Quoted text:
====
I think you just did this to debug, but you should never do #3 or #4 after having run the migration. You should only ever force a new cluster on one host and then after doing that you need to add the other members one by one and this is what the migration playbooks do for you.

Reading through the migration log I can't find anything out of the ordinary. We'll definitely need master logs and etcd host logs. Ideally full journals from all of them.

Is there any chance that the load balancer in front of the api server is simply misconfigured? Can you try overriding the server endpoint?

`oc --server https://qe-jliu-ha-master-etcd-1.1013-16d.qe.rhcloud.com:8443 get nodes`

etc to target each api server isolating which one is returning invalid results.
====
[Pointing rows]
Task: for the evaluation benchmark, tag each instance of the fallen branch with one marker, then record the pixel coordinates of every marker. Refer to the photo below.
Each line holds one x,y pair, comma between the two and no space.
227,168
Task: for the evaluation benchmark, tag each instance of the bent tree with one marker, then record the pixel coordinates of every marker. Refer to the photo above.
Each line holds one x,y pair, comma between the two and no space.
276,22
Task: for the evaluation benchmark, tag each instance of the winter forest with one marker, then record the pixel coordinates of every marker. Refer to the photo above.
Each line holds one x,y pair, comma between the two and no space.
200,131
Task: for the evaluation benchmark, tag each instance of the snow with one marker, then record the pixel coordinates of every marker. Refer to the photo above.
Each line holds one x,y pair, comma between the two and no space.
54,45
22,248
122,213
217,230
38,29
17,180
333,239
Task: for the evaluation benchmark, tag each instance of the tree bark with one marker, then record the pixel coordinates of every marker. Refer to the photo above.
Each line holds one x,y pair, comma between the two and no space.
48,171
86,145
====
In the etcd migration thread, which logs does the writer say will be needed?

Task output:
Master logs and etcd host logs, ideally full journals from all of them.